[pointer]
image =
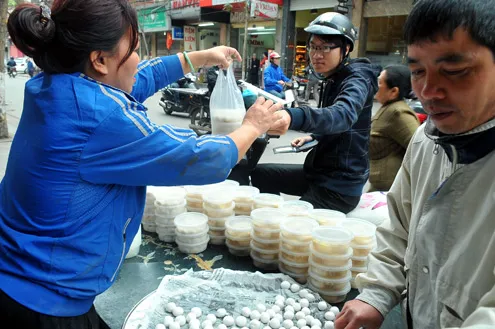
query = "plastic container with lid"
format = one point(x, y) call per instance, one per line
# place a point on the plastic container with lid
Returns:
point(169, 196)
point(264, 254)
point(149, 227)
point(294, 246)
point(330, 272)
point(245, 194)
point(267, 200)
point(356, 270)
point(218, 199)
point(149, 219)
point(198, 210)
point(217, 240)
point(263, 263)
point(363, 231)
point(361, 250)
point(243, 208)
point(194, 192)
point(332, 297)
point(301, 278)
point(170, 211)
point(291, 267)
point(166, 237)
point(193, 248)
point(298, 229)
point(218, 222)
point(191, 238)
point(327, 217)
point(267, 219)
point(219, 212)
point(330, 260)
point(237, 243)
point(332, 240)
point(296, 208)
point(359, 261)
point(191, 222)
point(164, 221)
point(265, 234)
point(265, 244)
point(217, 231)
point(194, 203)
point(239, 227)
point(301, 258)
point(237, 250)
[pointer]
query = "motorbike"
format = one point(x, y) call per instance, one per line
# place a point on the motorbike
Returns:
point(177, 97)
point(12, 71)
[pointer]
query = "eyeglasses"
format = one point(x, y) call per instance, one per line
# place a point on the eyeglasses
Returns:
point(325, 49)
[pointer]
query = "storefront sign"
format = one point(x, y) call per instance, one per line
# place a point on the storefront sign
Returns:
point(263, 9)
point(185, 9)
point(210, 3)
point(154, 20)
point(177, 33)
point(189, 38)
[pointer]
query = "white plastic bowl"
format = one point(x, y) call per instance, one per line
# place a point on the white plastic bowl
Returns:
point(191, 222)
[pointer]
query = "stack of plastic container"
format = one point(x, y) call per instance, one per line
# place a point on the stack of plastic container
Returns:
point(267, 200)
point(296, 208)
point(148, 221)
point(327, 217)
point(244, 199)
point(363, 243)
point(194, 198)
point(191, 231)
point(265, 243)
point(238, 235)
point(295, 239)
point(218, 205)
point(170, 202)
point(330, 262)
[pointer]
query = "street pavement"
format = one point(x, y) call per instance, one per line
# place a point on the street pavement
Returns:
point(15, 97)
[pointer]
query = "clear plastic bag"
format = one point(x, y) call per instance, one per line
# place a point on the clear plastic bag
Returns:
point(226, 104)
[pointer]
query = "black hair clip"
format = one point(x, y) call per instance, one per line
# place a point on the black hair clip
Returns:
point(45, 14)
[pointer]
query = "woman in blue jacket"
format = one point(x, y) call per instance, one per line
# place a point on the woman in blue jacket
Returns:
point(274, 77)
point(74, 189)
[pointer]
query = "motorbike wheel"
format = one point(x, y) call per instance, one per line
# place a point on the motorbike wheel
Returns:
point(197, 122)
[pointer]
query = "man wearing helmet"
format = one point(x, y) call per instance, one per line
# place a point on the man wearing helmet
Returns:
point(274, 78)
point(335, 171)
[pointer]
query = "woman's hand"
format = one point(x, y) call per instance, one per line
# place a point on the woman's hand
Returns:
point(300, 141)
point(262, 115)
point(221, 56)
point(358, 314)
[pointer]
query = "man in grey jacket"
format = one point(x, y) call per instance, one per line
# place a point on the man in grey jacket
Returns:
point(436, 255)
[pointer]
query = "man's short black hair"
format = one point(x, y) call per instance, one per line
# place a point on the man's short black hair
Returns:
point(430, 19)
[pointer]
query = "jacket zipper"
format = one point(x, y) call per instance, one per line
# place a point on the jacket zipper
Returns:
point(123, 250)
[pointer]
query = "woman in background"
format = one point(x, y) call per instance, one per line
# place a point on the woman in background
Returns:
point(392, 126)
___
▶ **Your task**: The records above must be returned exactly, with each picture omitted.

▶ **Solution below**:
[pointer]
image =
query = "plastic container with lid"
format = one point(x, y) call per instance, one per line
# place a point on the plastic container with lid
Returns:
point(169, 196)
point(264, 254)
point(149, 227)
point(294, 246)
point(330, 272)
point(245, 194)
point(267, 200)
point(356, 270)
point(218, 199)
point(149, 219)
point(198, 210)
point(217, 240)
point(263, 263)
point(363, 231)
point(361, 250)
point(243, 208)
point(194, 192)
point(332, 297)
point(301, 278)
point(170, 211)
point(291, 267)
point(166, 237)
point(193, 248)
point(298, 229)
point(218, 222)
point(191, 238)
point(327, 217)
point(267, 219)
point(219, 212)
point(330, 260)
point(237, 243)
point(332, 240)
point(296, 208)
point(359, 261)
point(191, 222)
point(164, 221)
point(265, 234)
point(265, 244)
point(217, 231)
point(194, 203)
point(239, 227)
point(301, 258)
point(237, 250)
[pointer]
query = "motorbike"
format = one point(x, y) call per instance, one per line
# place a point on the motorbike
Returns:
point(177, 97)
point(12, 71)
[pointer]
query = "eyeglasses"
format = one point(x, y) call per instance, one per line
# place a point on the eyeglasses
Returns:
point(325, 49)
[pointer]
query = "storefront sign"
format = one point(x, y) call per instance, one per line
# place a point on the storefront sign
Returns:
point(263, 9)
point(185, 9)
point(210, 3)
point(154, 20)
point(177, 33)
point(189, 38)
[pointer]
query = "white plastic bowl"
format = one point(x, y) call per instance, one per line
# place a point on the white plastic bowl
Returns:
point(191, 222)
[pointer]
query = "stack of plastic container"
format = one point(x, y) call per instance, one per line
# place a point on the stack of plastic container
Returns:
point(267, 200)
point(296, 208)
point(148, 221)
point(327, 217)
point(244, 199)
point(363, 243)
point(194, 198)
point(191, 231)
point(265, 243)
point(238, 235)
point(295, 239)
point(218, 205)
point(170, 202)
point(330, 262)
[pointer]
query = "street pavement"
format = one point(x, y) call per instance, one per line
# place a point on the street pavement
Returns:
point(15, 97)
[pointer]
query = "clear plastic bag"
format = one point(x, y) call per instance, one per line
# place a point on the clear plastic bag
Returns:
point(226, 104)
[pointer]
query = "black hair clip"
format = one point(x, y) call per instance, one per line
# place a point on the black hair clip
Returns:
point(45, 14)
[pointer]
query = "woman in blue jacket"
format = one point(x, y) call per instance, one per line
# place a point on the woman in blue jacket
Returns:
point(274, 77)
point(74, 189)
[pointer]
query = "motorbike wheel"
format = one point(x, y) call per instance, one per line
# place a point on the motorbike wheel
Returns:
point(197, 122)
[pointer]
query = "man wearing helmet"
format = one point(x, y) call per instance, one per line
# place a point on the man wearing helmet
Returns:
point(274, 78)
point(335, 171)
[pointer]
query = "woman's hand"
format = one point(x, y) call per instance, one per line
# place a point on the woman's hand
Returns:
point(300, 141)
point(262, 115)
point(221, 56)
point(358, 314)
[pointer]
query = "man in grey jacket"
format = one point(x, y) call per instance, one per line
# place a point on the man in grey jacket
Returns:
point(436, 255)
[pointer]
query = "man's short black hair"
format = one point(x, y) call per instance, one per line
# place a point on the man's short black hair
Returns:
point(430, 19)
[pointer]
query = "jacket zipper"
format = one point(x, y) call per instance, one per line
# place a point on the jacket zipper
Returns:
point(123, 250)
[pointer]
query = "woman in background"
format = one point(x, y) call per instance, one per line
# place a point on the woman in background
Returns:
point(392, 126)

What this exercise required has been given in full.